Rewrite the discussion of leader behavior, beginning at the words "Tamar is always" and ending after "Stuff like that.", replacing "landmass" with "continent".

● **Document text**:
····················

Is there something else going on with leaders, or are these just coincidences?
 
Well, Gilgabro stands out. He is almost broken as you can declare friendship on first meet 100% of the time.
 
Tamar is always trying to punch above her weight. She'll declare war on everyone on her landmass, and lose everytime.
 
There a lots of small adjustments in the XML for leader behavior. Some favor particular techs, civis, and wonders while shunning others. Some focus on certain yields and pseudo-yields. Stuff like that.
 
For one, I remember that some leaders are scripted to ignore religion unless they have a significant advantage to it (like starting next to a natural wonder), while others are scripted to prioritize it no matter what.
 
Some interesting uniqueness(es) I have experienced:

Despite the fact that both Phoenicia and Indonesia can greatly benefit from coastal cities - Dido even have an agenda that dislike civs who have many coastal cities - Dido seems to always plop a lot of inland cities like a normal land civ, while nearly all of Gitarja's cities are on the coast.

Montezuma in my games tend to have an obsession with religion. He will build Holy Sites everywhere, hardly build other districts, resulted in very lackluster yields for trade routes.

Qin is usually a warmonger and rarely build any post-Classical wonders.

Every time I open SS gamemode and have Scotland in my game, Robert will choose the vampires and attack his neighbors in every possible situation. Don't you have a neighbor-loving agenda, Robert?
 
Every time I open SS gamemode and have Scotland in my game, Robert will choose the vampires and attack his neighbors in every possible situation. Don't you have a neighbor-loving agenda, Robert?

Maybe that's what he means when he says 'Blood feuds payeth men at great expense'. Taking the blood thing a bit too seriously...
 
Well, Gilgabro stands out. He is almost broken as you can declare friendship on first meet 100% of the time.

····················

● **Excerpted data**:

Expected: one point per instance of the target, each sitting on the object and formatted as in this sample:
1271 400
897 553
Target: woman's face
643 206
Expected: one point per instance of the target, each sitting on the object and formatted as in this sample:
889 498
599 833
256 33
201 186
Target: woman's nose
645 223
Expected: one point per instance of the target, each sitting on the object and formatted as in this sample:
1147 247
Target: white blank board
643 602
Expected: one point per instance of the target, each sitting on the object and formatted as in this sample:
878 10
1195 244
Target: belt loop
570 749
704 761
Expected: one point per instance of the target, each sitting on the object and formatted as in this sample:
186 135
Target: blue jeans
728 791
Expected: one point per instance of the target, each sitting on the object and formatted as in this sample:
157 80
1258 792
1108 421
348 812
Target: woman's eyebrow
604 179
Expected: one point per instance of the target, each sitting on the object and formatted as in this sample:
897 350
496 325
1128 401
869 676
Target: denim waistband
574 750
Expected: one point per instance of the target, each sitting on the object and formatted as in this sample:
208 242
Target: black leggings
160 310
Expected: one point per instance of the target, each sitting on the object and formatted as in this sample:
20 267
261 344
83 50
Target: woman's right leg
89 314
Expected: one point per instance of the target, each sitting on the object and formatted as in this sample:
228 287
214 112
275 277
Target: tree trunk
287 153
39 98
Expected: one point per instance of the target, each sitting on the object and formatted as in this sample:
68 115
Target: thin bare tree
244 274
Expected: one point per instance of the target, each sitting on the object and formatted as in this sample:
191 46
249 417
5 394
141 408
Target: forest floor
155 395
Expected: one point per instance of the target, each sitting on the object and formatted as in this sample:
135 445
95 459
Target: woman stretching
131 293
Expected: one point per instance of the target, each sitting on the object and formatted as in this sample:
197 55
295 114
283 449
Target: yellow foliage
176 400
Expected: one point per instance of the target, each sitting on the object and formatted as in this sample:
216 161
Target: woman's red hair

····················

● **Response**:
Tamar is always trying to punch above her weight. She'll declare war on everyone on her continent, and lose everytime.
 
There a lots of small adjustments in the XML for leader behavior. Some favor particular techs, civis, and wonders while shunning others. Some focus on certain yields and pseudo-yields. Stuff like that.